:: WHAT YOU HAVE TO DO ::
Nothing but the lines from the one containing "drop a point: the wicker basket" to the end of the data should be returned, each exactly as written.

:::::

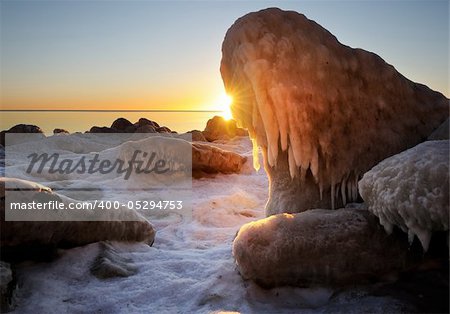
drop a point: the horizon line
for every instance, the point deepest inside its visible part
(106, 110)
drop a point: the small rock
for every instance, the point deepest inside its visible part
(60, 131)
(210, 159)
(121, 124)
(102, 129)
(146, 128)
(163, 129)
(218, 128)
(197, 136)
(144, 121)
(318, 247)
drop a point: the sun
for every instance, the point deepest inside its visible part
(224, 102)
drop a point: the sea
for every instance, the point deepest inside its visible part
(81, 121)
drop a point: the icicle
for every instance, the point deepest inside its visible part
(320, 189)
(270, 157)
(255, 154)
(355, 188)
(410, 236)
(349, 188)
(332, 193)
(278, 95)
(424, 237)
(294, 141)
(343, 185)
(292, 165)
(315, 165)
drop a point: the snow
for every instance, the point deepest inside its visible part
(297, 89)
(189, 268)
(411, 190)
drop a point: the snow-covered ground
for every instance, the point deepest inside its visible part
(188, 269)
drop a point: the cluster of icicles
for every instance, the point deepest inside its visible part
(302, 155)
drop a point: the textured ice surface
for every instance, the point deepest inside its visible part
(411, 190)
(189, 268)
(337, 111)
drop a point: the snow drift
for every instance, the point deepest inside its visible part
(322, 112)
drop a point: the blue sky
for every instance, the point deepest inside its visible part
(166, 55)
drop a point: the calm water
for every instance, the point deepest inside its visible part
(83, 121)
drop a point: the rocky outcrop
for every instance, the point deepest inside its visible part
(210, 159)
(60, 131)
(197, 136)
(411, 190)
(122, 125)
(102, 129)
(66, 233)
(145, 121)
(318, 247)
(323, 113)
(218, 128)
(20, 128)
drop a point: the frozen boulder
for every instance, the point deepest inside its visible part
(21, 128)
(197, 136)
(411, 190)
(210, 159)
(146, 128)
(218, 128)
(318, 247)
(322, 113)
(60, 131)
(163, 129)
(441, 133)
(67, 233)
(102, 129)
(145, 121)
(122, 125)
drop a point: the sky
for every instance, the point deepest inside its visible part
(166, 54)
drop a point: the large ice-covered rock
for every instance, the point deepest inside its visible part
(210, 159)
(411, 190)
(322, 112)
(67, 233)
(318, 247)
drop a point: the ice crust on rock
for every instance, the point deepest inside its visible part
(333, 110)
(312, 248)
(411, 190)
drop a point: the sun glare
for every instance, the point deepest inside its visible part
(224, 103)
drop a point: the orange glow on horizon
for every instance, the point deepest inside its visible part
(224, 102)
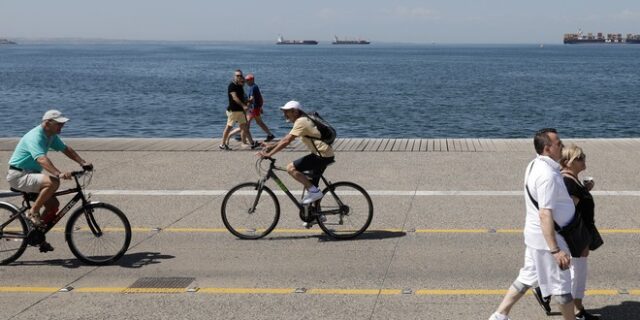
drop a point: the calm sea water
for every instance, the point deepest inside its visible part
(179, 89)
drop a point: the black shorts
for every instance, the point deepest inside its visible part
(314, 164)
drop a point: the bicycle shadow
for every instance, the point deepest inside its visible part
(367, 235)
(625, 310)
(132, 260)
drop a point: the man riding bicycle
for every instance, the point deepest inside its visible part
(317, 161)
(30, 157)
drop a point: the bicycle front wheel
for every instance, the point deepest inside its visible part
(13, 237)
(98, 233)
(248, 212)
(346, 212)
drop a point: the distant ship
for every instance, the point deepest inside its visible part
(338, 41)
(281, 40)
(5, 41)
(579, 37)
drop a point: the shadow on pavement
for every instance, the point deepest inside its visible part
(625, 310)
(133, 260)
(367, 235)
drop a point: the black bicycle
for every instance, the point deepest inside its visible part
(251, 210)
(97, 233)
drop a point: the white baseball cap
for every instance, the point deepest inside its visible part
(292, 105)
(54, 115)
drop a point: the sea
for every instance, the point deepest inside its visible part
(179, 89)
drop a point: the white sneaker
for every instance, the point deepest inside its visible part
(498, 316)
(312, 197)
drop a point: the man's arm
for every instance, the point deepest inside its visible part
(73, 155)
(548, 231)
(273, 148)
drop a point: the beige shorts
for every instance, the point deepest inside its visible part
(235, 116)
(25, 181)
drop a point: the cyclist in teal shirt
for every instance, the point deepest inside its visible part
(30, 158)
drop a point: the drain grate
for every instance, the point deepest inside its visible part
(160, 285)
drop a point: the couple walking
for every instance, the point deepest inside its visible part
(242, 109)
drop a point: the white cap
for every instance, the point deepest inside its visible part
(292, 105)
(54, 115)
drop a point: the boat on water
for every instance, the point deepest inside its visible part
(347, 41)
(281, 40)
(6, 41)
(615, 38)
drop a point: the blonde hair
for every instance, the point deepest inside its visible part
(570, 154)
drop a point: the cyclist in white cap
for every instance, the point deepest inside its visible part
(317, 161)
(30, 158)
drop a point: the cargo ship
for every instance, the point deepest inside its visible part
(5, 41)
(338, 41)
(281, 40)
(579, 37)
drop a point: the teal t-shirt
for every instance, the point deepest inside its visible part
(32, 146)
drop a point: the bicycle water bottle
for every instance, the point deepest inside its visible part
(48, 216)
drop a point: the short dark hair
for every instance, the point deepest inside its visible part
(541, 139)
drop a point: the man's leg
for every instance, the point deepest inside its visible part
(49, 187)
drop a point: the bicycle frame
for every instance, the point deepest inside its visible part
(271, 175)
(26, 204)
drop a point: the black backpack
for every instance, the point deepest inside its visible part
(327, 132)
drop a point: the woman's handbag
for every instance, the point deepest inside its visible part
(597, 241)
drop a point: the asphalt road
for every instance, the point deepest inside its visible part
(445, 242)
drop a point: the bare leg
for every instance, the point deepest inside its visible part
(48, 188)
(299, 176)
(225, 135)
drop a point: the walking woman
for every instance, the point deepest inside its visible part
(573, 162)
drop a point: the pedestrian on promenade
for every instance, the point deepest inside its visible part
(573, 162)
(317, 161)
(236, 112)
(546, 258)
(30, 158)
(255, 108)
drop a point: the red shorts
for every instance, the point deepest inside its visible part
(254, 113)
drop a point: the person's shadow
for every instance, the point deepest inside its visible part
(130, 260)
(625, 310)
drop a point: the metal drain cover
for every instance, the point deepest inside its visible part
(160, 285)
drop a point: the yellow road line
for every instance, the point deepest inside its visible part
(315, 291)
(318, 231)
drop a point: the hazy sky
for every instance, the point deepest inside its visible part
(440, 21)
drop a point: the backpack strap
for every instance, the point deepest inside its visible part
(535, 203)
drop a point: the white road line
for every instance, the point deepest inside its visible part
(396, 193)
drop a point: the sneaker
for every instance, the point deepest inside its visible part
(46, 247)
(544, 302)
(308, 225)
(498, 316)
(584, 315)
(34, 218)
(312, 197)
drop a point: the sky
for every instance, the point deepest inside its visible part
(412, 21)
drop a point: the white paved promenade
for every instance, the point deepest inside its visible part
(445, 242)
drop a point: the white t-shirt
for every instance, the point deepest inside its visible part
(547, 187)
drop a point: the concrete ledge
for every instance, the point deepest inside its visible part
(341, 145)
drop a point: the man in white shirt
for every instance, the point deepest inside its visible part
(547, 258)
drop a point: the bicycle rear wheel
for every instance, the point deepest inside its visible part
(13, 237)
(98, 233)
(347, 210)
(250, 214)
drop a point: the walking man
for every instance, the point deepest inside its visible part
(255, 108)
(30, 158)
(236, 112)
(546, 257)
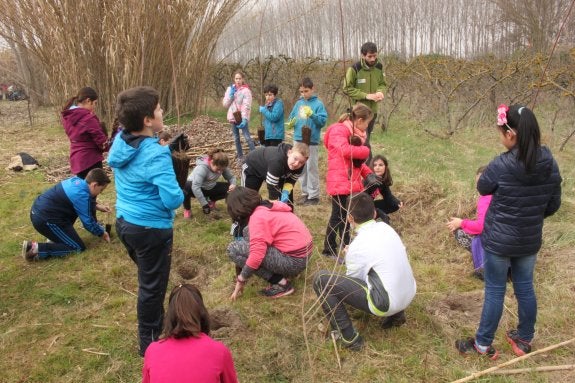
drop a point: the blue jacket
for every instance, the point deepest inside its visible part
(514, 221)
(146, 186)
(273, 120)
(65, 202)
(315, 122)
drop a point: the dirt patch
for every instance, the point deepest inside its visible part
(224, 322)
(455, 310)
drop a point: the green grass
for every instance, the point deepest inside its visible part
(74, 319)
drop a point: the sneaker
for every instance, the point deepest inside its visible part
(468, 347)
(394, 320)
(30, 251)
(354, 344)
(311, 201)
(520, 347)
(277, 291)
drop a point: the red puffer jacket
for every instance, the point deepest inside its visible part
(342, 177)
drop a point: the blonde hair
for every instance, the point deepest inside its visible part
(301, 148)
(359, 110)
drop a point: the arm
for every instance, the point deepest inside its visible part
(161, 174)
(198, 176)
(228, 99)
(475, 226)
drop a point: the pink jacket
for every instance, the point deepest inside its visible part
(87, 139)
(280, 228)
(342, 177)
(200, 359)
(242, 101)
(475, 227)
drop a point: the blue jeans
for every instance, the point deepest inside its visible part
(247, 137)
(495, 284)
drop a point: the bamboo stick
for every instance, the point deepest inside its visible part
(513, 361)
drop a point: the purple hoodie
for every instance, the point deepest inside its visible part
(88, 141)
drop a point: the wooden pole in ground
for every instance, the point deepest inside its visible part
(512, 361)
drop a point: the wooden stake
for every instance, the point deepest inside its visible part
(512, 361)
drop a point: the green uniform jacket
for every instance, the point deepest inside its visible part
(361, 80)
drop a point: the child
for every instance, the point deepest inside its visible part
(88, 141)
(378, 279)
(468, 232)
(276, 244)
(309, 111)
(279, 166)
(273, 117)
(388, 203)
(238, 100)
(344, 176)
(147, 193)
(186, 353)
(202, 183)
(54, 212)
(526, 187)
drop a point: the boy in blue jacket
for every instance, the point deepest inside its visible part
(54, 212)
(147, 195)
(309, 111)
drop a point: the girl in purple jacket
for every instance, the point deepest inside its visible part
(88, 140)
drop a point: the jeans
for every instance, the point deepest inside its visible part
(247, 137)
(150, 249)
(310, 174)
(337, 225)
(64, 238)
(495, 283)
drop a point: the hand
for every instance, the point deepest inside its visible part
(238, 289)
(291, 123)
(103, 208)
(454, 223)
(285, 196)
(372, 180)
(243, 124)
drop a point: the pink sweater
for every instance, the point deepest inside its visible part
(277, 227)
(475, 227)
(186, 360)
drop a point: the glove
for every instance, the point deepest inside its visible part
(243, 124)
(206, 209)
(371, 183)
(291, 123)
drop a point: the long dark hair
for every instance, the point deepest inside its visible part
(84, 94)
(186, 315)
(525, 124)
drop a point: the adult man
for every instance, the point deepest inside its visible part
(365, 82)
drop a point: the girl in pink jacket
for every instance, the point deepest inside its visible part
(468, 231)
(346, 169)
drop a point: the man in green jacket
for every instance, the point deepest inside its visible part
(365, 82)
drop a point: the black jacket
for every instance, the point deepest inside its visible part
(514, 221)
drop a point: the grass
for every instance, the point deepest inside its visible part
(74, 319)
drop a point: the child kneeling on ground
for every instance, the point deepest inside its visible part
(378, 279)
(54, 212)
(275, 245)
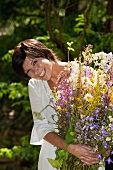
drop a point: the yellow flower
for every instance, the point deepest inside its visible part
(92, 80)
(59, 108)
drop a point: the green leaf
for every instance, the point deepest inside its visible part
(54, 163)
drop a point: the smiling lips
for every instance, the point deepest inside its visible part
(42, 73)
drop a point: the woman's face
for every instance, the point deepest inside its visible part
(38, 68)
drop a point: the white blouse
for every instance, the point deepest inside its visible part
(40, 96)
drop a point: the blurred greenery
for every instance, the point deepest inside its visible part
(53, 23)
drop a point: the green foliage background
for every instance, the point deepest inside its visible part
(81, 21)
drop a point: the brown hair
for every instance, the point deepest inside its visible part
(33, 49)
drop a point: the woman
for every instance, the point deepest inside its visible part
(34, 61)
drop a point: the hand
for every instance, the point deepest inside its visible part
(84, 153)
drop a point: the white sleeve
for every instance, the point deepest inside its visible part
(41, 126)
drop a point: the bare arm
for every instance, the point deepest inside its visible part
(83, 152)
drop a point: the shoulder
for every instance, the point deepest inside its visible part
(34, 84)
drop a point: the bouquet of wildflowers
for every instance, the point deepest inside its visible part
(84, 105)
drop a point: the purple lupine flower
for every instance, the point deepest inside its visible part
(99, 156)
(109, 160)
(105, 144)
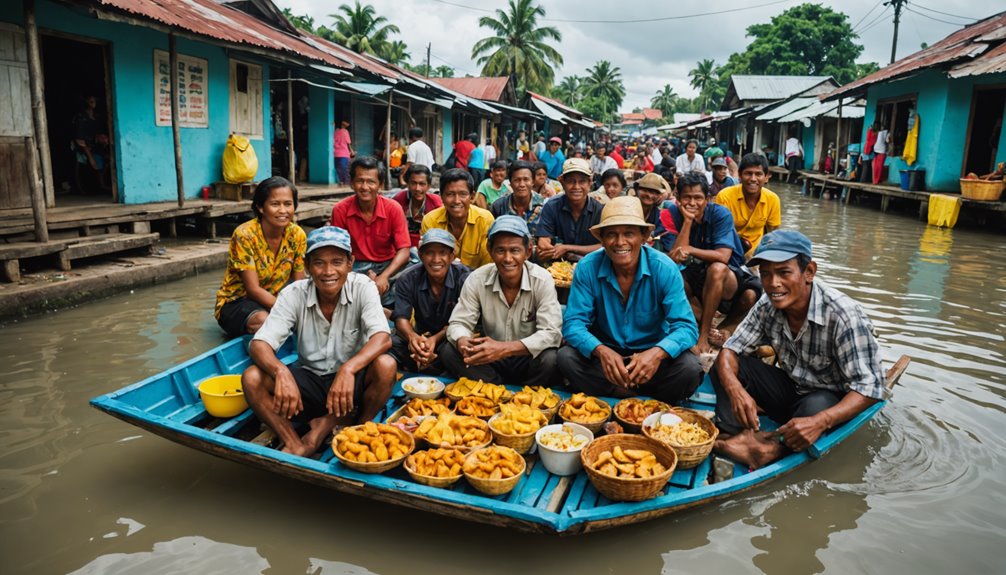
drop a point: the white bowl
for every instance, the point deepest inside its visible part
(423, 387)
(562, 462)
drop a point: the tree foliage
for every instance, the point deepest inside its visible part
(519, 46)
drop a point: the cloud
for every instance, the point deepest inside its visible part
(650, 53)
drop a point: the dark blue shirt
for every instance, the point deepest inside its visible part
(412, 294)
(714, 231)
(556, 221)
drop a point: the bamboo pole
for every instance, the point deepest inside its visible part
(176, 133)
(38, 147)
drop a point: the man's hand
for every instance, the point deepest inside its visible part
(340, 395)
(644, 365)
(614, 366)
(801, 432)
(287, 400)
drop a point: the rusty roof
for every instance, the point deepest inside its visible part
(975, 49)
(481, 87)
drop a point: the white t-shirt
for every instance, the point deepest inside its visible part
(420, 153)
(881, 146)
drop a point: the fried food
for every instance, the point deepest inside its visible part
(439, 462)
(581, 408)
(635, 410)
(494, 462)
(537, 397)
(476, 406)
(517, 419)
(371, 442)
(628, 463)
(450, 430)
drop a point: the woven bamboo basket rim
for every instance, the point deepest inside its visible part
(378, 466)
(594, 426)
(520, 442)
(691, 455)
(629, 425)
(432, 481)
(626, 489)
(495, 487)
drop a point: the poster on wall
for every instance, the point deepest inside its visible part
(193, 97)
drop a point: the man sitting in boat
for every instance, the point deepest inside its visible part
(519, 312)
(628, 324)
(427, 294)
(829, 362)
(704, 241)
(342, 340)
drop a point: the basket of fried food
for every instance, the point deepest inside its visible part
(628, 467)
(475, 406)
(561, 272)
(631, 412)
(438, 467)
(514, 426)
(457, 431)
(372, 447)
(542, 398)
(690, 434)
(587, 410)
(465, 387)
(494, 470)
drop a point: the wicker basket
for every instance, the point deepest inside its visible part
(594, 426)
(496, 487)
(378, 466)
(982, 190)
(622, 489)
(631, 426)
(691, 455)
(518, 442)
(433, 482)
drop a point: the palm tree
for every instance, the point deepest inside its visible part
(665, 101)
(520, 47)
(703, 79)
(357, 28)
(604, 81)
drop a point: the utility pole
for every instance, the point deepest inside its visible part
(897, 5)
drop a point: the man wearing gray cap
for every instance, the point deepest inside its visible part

:::::

:: SOLUTION TO THIS EXERCISE ::
drop a point: the wicker basket
for every instance, the point deepest inside its visible part
(594, 426)
(496, 487)
(378, 466)
(982, 190)
(622, 489)
(631, 426)
(691, 455)
(518, 442)
(433, 482)
drop a point: the palm tree
for every instance, the point deepest inside its visible part
(665, 101)
(520, 47)
(703, 79)
(357, 28)
(604, 81)
drop a point: the utility pole
for every instance, the point deepest inside its visible part
(897, 5)
drop a point: the man wearing gray cap
for every instance, the point deepest inside its visible part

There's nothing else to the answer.